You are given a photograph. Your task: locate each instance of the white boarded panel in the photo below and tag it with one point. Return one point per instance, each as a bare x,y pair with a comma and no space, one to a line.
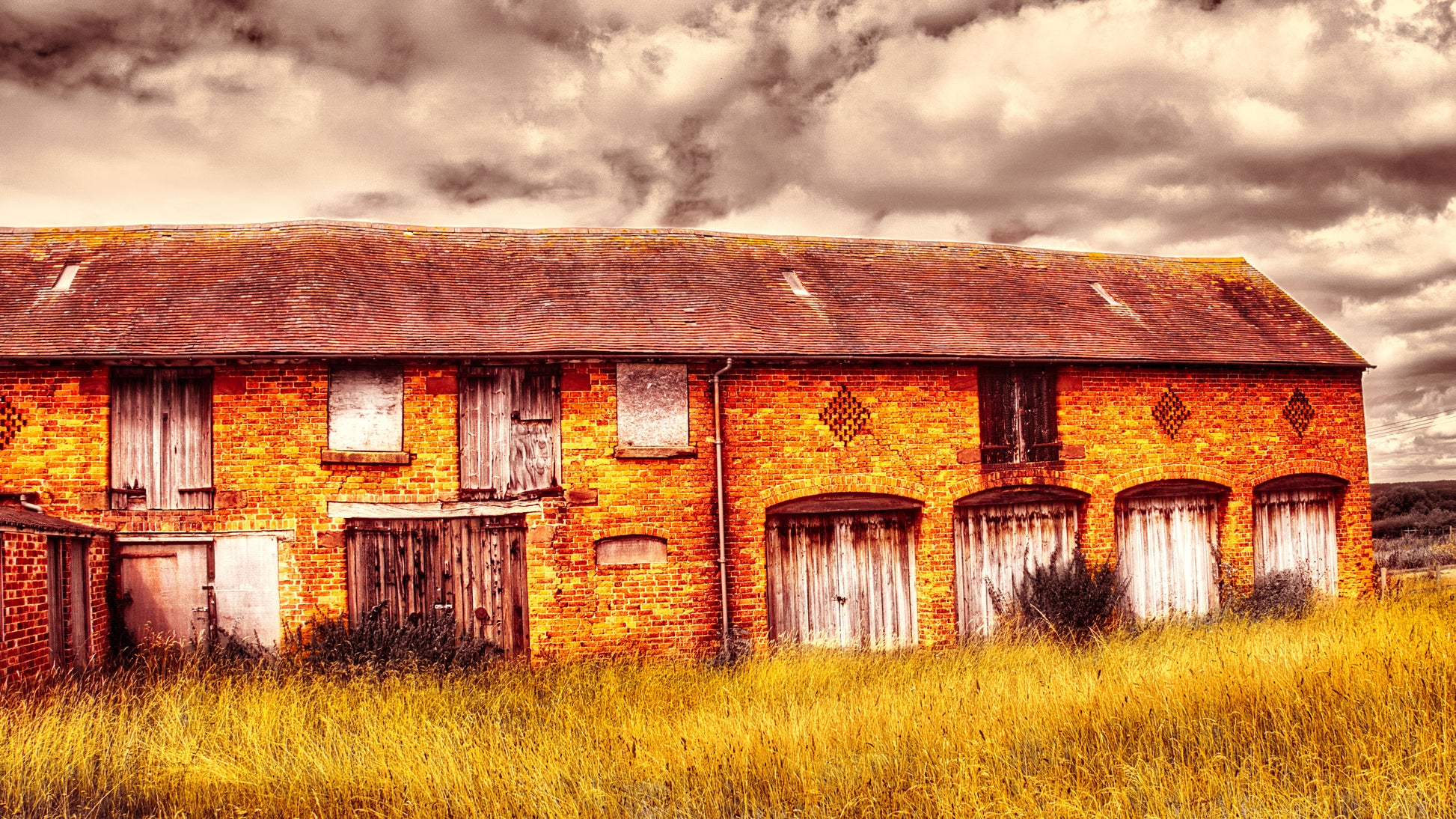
367,409
997,546
165,585
652,404
1294,529
1165,554
629,549
245,570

---*---

Directions: With the pictures removed, output the listing above exactly.

Response to the task:
You are given a photograph. Your task: locate each instance of the white boarded panel in the photo below and tag it with one point. Return one point per instance, each as a bare x,y pair with a comma and no space, one to a line.
367,409
997,546
165,585
652,404
1294,529
1165,554
629,549
245,570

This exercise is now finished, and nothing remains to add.